| Dataset extract |
------------------------------------------------------------
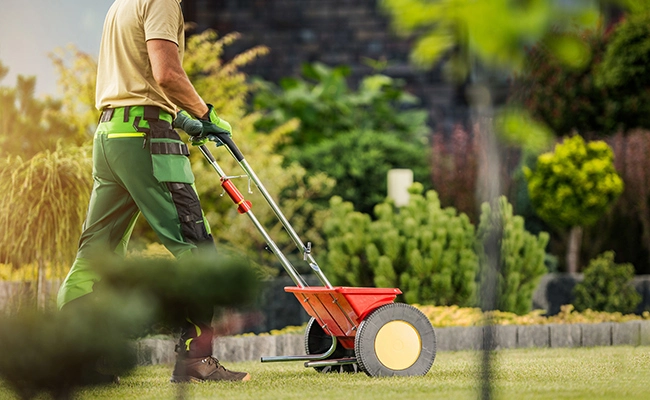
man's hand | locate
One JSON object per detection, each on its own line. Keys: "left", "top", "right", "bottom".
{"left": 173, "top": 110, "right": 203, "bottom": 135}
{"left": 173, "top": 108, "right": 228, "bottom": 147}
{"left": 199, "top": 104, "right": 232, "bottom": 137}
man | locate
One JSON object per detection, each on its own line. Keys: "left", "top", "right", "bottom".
------------------------------------------------------------
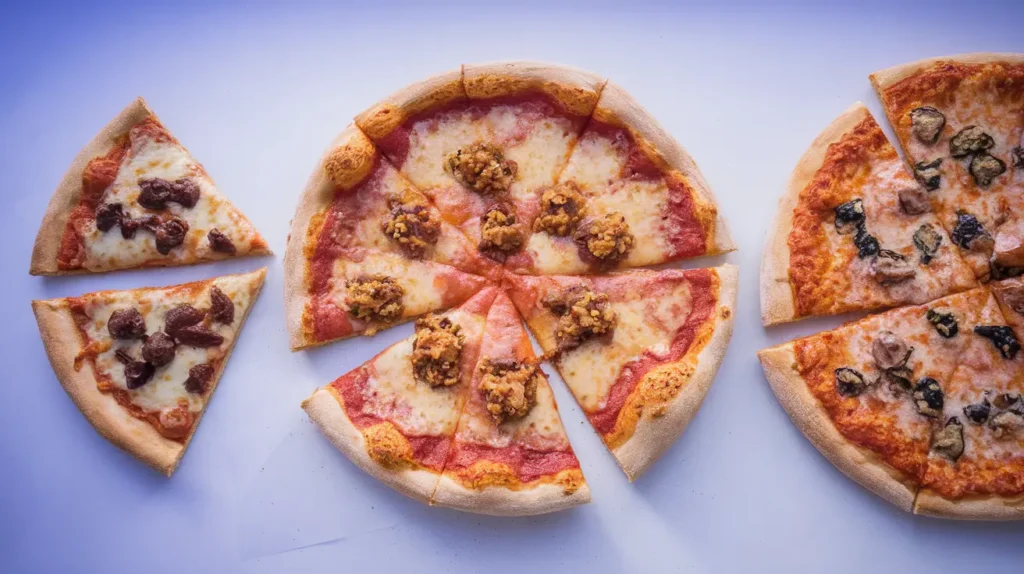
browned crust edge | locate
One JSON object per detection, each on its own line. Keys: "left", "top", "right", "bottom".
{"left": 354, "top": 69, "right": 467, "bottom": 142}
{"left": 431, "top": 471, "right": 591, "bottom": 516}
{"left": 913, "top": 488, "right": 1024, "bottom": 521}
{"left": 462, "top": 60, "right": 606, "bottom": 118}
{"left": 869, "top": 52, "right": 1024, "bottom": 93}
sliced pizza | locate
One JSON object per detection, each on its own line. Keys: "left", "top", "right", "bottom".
------------------------------------------------------------
| Task item |
Your answer must consist of every line from the listing that holds the string "locate".

| Answer area |
man's hand | locate
man | locate
browned crust edge | locate
sliced pizza | locate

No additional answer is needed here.